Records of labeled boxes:
==================================================

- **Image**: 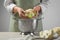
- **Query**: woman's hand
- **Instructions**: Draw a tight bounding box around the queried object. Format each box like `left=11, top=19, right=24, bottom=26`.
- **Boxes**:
left=13, top=6, right=26, bottom=18
left=33, top=5, right=41, bottom=16
left=33, top=5, right=41, bottom=12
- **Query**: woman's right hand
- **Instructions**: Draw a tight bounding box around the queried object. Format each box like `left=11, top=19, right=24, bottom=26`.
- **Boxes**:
left=12, top=6, right=27, bottom=18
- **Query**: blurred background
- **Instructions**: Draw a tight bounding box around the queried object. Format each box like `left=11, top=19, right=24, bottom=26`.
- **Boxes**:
left=0, top=0, right=60, bottom=32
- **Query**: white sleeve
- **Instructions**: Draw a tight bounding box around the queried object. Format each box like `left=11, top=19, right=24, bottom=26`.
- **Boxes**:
left=4, top=0, right=16, bottom=13
left=40, top=0, right=48, bottom=13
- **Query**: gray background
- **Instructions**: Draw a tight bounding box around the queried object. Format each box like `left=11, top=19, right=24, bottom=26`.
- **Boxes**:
left=0, top=0, right=60, bottom=32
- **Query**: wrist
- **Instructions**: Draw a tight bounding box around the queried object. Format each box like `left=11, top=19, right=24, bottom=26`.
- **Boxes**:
left=12, top=6, right=17, bottom=14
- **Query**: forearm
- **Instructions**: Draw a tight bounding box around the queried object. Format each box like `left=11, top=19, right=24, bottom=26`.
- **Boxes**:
left=4, top=0, right=16, bottom=13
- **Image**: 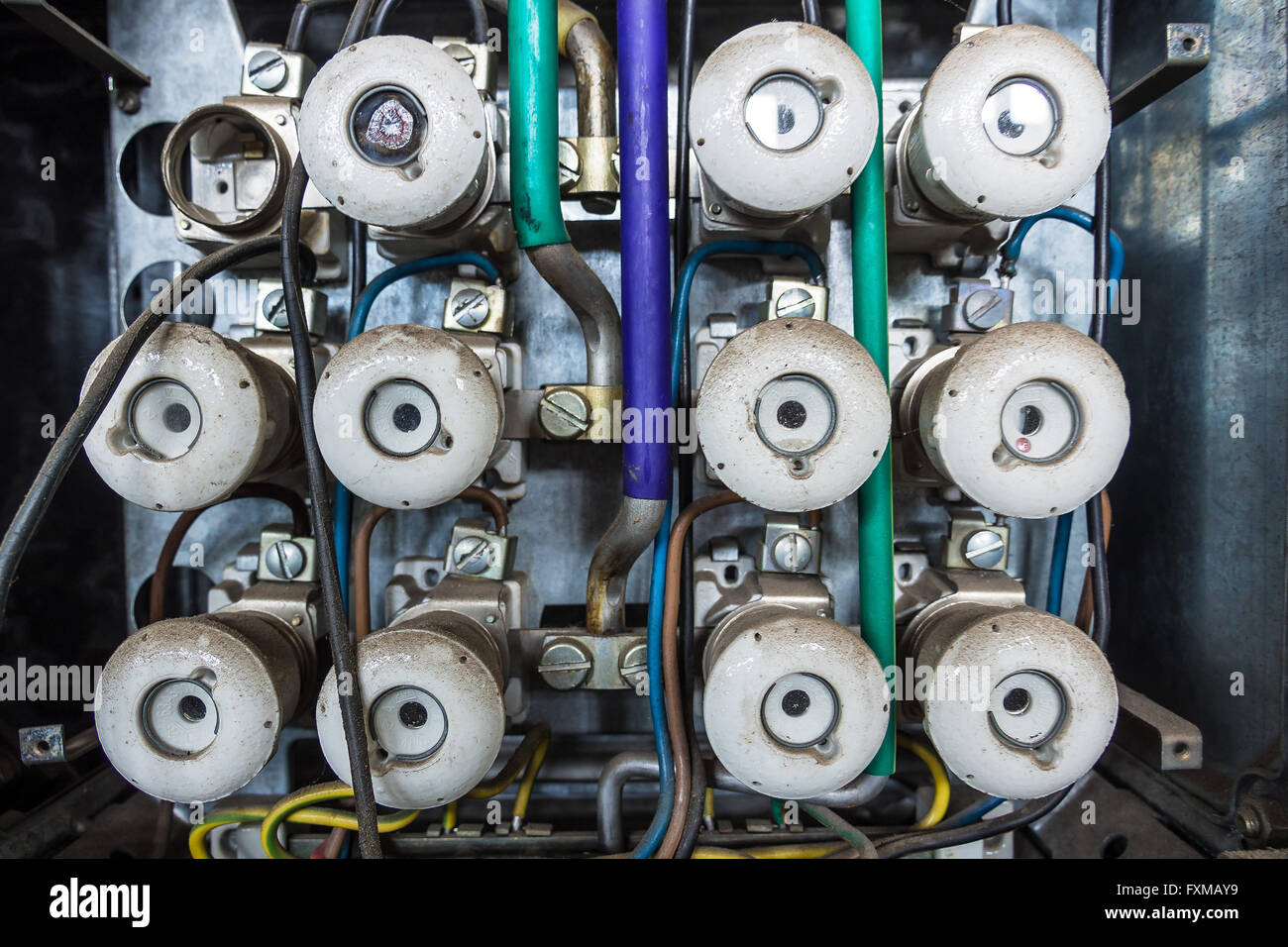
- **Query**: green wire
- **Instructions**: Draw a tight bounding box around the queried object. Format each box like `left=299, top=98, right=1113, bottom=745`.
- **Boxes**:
left=509, top=0, right=568, bottom=249
left=845, top=0, right=896, bottom=776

==================================================

AIM:
Rewrite the lines above as a JSON list of strings, with one string for each line and blank lines omitted. Leave the pictures out of the answer.

THE COMPLETED TASK:
[
  "- **Image**: ",
  "- **Query**: woman's hand",
  "- **Instructions**: Draw a tight bounding box around the queried object. Format each box like `left=11, top=19, right=24, bottom=26`.",
  "- **Boxes**:",
  "left=13, top=6, right=26, bottom=18",
  "left=33, top=5, right=41, bottom=16",
  "left=33, top=5, right=41, bottom=12",
  "- **Query**: woman's right hand",
  "- **Instructions**: Draw a tight bounding box around the queried object. Format each box like `left=11, top=19, right=24, bottom=26`.",
  "- **Boxes**:",
  "left=12, top=6, right=27, bottom=18",
  "- **Query**: blurred background",
  "- **Instructions**: Draw a tight bounding box around the queried object. Format each box like `left=11, top=19, right=24, bottom=26`.",
  "- **Boxes**:",
  "left=0, top=0, right=60, bottom=32",
  "- **Query**: white sleeve",
  "- **Instructions**: Draw a tight bounding box around the queried object. Format each box like `left=11, top=19, right=24, bottom=26`.",
  "- **Boxes**:",
  "left=4, top=0, right=16, bottom=13",
  "left=40, top=0, right=48, bottom=13",
  "- **Query**: gray background",
  "- **Instructions**: Draw a tight bounding box around the queried object. Format each box like `left=11, top=19, right=24, bottom=26`.",
  "- **Boxes**:",
  "left=0, top=0, right=60, bottom=32",
  "- **Query**: wrist",
  "- **Instructions**: Draw a tight bounding box around the queried object. Format each box like `left=11, top=19, right=24, bottom=26`.",
  "- **Boxes**:",
  "left=12, top=6, right=17, bottom=14",
  "- **Query**: forearm",
  "- **Instructions**: Draw a tight bounding box around the queried object. Format each box like `left=11, top=19, right=24, bottom=26`.",
  "- **Boxes**:",
  "left=4, top=0, right=16, bottom=13",
  "- **Image**: ",
  "- **Query**: green wire",
  "- **Instructions**: Draw a tight bounding box around the queried object. Format each box like `left=299, top=98, right=1113, bottom=745`.",
  "- **Boxes**:",
  "left=509, top=0, right=568, bottom=249",
  "left=845, top=0, right=896, bottom=776"
]